> **제공된 글**:
_ _ _ _ _ _ _
Python 을 이용한 데이터 시각화: 범례가 있는 산점도 생성

소개

산점도는 두 변수 간의 관계를 시각화하는 데 사용됩니다. 범례가 있는 산점도는 데이터에 여러 그룹이 있고, 플롯에서 이를 구별하려는 경우 유용합니다. 이 랩에서는 Matplotlib 라이브러리를 사용하여 Python 에서 범례가 있는 산점도를 만드는 방법을 배웁니다.

VM 팁

VM 시작이 완료되면 왼쪽 상단 모서리를 클릭하여 Notebook 탭으로 전환하여 실습을 위해 Jupyter Notebook에 액세스하십시오.

때로는 Jupyter Notebook 이 로딩을 완료하는 데 몇 초 정도 기다려야 할 수 있습니다. Jupyter Notebook 의 제한 사항으로 인해 작업의 유효성 검사는 자동화될 수 없습니다.

학습 중에 문제가 발생하면 Labby 에게 문의하십시오. 세션 후 피드백을 제공해주시면 문제를 즉시 해결해 드리겠습니다.

필요한 라이브러리 가져오기

NumPy 와 Matplotlib 을 포함하여 필요한 라이브러리를 가져오는 것으로 시작합니다.

import matplotlib.pyplot as plt
import numpy as np

여러 그룹이 있는 산점도 생성

각 그룹을 반복하고 해당 그룹에 대한 산점도를 생성하여 여러 그룹이 있는 산점도를 만들 수 있습니다. c, s, 및 alpha 매개변수를 사용하여 각 그룹에 대한 마커의 색상, 크기 및 투명도를 각각 지정합니다. 또한 범례에 사용될 label 매개변수를 그룹 이름으로 설정합니다.

fig, ax = plt.subplots()
for color in ['tab:blue', 'tab:orange', 'tab:green']:
    n = 750
    x, y = np.random.rand(2, n)
    scale = 200.0 * np.random.rand(n)
    ax.scatter(x, y, c=color, s=scale, label=color,
               alpha=0.3, edgecolors='none')

ax.legend()
ax.grid(True)

plt.show()

자동 범례 생성

PathCollection.legend_elements 메서드를 사용하여 산점도에 대한 범례를 자동으로 생성할 수도 있습니다. 이 메서드는 표시할 유용한 수의 범례 항목을 결정하려고 시도하고 핸들과 레이블의 튜플을 반환합니다.

N = 45
x, y = np.random.rand(2, N)
c = np.random.randint(1, 5, size=N)
s = np.random.randint(10, 220, size=N)

fig, ax = plt.subplots()
_ _ _ _ _ _ _
> **제시된 자료**:
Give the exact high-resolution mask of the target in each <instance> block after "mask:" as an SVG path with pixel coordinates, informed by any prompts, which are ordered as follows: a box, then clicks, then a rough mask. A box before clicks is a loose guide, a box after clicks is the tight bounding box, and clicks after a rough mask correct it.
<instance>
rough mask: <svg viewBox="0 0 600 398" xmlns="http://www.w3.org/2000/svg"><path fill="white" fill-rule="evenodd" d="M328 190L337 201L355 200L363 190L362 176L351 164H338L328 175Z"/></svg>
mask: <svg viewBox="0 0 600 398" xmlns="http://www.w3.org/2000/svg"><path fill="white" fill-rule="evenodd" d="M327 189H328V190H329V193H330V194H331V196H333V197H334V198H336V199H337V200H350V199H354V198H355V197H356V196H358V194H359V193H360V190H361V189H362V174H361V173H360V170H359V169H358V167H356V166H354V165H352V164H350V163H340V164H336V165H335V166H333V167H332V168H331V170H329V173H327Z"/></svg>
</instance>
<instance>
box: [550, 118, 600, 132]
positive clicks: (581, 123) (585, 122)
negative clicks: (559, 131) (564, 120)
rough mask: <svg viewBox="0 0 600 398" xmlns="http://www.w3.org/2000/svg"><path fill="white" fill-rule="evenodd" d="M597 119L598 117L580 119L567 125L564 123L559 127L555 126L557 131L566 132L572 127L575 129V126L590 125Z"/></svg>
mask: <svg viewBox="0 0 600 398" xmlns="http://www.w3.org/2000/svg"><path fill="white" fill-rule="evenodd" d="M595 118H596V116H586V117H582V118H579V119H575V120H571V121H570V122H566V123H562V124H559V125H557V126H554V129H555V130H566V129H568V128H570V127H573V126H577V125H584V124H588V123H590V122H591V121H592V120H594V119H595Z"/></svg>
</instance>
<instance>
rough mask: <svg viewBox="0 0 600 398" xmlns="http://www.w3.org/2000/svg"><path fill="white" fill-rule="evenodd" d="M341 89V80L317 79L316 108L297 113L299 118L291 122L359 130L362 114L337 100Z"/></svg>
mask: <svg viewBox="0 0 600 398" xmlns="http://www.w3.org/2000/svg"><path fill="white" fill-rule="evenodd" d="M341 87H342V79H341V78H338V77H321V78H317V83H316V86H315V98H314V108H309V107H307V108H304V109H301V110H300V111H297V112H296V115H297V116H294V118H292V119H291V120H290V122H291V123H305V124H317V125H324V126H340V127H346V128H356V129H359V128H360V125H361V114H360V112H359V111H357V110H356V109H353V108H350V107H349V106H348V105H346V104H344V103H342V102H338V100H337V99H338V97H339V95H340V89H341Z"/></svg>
_ _ _ _ _ _ _
제공된 글에서 "필요한 라이브러리 가져오기"부터 "그룹 이름으로 설정합니다."까지, 끝 구절도 포함하여 한 글자도 바꾸지 말고 그대로 돌려주세요. 앞의 줄들은 참고하지 않아도 됩니다.

필요한 라이브러리 가져오기

NumPy 와 Matplotlib 을 포함하여 필요한 라이브러리를 가져오는 것으로 시작합니다.

import matplotlib.pyplot as plt
import numpy as np

여러 그룹이 있는 산점도 생성

각 그룹을 반복하고 해당 그룹에 대한 산점도를 생성하여 여러 그룹이 있는 산점도를 만들 수 있습니다. c, s, 및 alpha 매개변수를 사용하여 각 그룹에 대한 마커의 색상, 크기 및 투명도를 각각 지정합니다. 또한 범례에 사용될 label 매개변수를 그룹 이름으로 설정합니다.